Aus einer Sammlung entnommene Daten:
===============

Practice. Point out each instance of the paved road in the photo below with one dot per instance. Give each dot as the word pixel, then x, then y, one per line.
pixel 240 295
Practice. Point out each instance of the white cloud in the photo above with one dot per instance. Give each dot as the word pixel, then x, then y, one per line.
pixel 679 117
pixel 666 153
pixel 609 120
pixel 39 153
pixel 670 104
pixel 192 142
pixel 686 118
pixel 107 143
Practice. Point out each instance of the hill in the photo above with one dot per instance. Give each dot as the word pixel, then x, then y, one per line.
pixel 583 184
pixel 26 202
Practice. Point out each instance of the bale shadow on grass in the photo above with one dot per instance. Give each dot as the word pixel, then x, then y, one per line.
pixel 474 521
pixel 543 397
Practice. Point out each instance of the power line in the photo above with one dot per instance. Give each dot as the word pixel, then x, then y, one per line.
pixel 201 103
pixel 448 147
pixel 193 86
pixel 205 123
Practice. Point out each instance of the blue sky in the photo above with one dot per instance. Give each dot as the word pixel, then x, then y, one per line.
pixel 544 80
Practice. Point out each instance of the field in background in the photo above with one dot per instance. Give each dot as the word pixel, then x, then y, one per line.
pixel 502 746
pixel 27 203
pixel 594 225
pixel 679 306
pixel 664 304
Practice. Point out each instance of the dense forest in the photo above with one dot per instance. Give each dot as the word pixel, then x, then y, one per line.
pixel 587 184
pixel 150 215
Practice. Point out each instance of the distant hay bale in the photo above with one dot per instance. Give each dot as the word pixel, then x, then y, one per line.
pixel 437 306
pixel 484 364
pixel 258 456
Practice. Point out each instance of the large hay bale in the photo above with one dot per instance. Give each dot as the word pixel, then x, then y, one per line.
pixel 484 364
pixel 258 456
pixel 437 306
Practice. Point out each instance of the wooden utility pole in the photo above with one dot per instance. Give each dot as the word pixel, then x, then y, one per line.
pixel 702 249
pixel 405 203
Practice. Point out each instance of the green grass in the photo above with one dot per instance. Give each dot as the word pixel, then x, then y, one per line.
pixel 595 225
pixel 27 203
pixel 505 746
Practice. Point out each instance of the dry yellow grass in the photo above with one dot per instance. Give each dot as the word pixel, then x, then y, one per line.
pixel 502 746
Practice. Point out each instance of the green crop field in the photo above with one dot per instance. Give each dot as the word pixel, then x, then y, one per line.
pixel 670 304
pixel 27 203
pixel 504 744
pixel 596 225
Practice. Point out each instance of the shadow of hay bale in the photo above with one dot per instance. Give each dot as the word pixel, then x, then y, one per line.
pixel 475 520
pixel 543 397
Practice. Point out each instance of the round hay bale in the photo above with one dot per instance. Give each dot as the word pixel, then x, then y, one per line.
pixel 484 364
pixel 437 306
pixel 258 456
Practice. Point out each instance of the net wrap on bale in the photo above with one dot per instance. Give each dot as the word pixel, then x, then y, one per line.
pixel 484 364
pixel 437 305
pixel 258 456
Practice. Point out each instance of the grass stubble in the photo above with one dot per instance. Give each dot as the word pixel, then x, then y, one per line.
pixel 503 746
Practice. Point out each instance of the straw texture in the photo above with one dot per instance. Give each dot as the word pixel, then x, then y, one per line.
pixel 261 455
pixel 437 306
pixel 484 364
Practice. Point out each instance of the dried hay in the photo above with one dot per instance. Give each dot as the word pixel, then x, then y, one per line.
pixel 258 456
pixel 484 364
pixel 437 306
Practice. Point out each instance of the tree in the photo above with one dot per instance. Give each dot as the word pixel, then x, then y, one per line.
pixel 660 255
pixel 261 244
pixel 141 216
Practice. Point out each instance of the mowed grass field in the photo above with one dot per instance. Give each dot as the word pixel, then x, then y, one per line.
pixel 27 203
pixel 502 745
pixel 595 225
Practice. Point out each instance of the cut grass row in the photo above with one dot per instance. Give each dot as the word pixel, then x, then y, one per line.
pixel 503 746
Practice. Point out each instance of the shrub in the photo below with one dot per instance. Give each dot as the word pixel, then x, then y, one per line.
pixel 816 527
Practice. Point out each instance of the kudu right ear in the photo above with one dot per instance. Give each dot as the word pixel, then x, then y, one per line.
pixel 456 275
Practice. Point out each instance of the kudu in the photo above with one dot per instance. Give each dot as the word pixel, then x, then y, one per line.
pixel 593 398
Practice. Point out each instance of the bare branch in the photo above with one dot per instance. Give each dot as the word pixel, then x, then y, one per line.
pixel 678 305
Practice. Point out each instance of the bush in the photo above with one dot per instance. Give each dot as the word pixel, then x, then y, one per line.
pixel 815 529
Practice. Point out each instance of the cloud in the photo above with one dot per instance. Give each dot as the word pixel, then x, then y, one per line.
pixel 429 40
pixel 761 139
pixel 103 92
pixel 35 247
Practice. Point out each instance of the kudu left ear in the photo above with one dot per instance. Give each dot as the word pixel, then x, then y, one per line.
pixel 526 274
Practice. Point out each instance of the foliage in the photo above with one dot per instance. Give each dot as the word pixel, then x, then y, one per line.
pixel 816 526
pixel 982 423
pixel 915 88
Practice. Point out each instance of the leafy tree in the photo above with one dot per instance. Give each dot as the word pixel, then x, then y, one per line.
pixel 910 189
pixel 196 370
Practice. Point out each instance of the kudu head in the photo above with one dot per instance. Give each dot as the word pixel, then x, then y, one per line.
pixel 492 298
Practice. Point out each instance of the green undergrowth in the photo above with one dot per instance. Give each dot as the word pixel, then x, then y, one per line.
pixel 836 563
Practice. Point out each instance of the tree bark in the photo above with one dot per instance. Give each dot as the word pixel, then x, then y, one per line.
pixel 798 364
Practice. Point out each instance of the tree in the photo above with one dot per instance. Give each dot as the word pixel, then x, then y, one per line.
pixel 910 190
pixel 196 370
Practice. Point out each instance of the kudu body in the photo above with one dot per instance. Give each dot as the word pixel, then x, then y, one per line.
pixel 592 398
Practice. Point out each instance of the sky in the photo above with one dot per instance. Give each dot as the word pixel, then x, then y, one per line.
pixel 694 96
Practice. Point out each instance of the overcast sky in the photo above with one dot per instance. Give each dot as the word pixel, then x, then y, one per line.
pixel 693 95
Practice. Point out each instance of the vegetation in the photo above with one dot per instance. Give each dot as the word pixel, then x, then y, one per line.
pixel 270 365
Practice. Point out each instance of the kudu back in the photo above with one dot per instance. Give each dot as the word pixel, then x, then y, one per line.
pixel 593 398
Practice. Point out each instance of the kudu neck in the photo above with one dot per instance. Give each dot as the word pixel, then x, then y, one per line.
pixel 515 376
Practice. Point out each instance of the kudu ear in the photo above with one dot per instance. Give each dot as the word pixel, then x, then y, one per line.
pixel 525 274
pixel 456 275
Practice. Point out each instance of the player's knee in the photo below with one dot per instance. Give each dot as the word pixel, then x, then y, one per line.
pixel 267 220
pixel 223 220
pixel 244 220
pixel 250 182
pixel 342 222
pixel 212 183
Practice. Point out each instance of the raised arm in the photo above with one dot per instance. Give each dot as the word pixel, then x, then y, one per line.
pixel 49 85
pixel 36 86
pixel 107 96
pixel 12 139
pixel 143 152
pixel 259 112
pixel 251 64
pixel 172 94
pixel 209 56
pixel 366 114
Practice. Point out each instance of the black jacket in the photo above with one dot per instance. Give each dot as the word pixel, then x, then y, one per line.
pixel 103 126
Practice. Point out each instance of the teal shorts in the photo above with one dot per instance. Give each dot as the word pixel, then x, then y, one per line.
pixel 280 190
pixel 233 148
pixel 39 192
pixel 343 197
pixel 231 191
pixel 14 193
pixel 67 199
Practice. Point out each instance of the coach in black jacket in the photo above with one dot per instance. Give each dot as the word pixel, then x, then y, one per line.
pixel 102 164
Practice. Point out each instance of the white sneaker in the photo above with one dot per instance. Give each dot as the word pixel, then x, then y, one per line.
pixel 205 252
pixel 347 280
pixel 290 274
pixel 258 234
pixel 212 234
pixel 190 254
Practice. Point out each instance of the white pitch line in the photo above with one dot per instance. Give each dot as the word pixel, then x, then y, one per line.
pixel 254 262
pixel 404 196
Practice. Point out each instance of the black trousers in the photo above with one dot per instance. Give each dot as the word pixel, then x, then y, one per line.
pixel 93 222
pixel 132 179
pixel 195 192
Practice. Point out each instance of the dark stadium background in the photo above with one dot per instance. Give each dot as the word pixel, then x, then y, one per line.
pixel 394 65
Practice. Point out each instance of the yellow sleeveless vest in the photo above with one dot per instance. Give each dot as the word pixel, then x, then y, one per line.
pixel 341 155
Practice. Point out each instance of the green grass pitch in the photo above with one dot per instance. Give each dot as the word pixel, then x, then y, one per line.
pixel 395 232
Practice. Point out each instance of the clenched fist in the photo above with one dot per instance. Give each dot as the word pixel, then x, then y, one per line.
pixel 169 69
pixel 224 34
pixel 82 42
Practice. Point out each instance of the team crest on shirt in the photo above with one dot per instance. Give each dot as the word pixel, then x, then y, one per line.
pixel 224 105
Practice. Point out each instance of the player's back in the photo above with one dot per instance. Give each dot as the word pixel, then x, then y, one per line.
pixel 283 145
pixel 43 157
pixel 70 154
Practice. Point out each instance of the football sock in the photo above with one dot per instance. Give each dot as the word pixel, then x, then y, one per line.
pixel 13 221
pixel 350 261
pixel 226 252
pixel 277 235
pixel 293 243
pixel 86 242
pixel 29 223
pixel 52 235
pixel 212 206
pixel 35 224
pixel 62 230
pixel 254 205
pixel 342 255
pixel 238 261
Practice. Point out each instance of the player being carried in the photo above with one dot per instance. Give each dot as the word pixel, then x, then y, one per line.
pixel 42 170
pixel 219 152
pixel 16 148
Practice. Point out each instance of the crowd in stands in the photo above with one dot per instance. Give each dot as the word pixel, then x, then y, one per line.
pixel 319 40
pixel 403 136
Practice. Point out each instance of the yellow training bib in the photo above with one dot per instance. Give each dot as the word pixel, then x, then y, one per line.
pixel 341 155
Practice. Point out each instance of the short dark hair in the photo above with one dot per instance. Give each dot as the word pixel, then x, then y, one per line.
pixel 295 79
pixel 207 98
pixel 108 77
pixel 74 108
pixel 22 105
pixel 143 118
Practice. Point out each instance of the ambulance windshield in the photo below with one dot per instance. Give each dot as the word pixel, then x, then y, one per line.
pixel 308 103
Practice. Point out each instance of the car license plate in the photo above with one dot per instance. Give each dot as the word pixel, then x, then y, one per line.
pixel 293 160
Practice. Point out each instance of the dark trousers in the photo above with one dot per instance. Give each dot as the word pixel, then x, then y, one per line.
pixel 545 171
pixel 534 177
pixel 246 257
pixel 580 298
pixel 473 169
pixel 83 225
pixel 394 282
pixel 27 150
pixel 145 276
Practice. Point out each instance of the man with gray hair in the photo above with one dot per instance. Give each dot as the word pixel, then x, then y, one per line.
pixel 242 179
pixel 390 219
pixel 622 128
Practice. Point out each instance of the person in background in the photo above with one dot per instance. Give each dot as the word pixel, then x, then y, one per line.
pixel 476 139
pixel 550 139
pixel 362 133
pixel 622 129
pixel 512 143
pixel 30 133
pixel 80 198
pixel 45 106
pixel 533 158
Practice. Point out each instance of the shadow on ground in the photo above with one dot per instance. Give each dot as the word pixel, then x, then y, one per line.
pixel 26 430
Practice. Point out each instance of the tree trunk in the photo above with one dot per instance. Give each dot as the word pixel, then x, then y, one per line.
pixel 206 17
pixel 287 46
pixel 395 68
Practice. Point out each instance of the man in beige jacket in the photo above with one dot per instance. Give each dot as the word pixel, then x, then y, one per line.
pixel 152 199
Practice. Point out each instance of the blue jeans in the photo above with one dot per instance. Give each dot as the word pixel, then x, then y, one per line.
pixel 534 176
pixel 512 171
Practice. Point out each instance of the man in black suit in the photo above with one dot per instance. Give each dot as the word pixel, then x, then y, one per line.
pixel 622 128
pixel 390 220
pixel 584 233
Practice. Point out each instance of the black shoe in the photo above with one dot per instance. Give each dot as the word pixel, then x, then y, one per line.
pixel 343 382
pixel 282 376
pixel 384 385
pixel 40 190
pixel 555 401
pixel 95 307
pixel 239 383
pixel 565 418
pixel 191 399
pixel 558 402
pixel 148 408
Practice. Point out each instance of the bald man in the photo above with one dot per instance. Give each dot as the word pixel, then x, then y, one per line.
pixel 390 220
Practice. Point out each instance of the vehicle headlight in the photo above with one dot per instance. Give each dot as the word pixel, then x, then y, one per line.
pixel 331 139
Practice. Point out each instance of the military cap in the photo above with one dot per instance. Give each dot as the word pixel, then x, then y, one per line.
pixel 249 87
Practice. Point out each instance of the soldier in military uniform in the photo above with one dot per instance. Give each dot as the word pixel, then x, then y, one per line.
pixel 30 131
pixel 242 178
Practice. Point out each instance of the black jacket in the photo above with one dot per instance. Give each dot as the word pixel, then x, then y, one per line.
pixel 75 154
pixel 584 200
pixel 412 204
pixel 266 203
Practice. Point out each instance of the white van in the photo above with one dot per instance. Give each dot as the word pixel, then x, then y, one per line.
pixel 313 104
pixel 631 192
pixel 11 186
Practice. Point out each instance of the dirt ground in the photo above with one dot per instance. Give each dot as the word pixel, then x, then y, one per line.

===============

Aufgabe> Gib aus den Einträgen oben den Abschnitt von der Zeile mit „Practice. Point out each instance of the green undergrowth“ bis zur Zeile mit „pixel 270 365“ Wort für Wort wieder. Beide Zeilen gehören dazu.

Antwort>
Practice. Point out each instance of the green undergrowth in the photo above with one dot per instance. Give each dot as the word pixel, then x, then y, one per line.
pixel 836 563
Practice. Point out each instance of the tree bark in the photo above with one dot per instance. Give each dot as the word pixel, then x, then y, one per line.
pixel 798 364
Practice. Point out each instance of the tree in the photo above with one dot per instance. Give each dot as the word pixel, then x, then y, one per line.
pixel 910 190
pixel 196 370
Practice. Point out each instance of the kudu body in the photo above with one dot per instance. Give each dot as the word pixel, then x, then y, one per line.
pixel 592 398
Practice. Point out each instance of the sky in the photo above with one dot per instance. Give each dot as the word pixel, then x, then y, one per line.
pixel 694 96
Practice. Point out each instance of the overcast sky in the photo above with one dot per instance. Give each dot as the word pixel, then x, then y, one per line.
pixel 693 95
Practice. Point out each instance of the vegetation in the photo above with one dot per instance. Give each dot as the word pixel, then x, then y, one per line.
pixel 270 365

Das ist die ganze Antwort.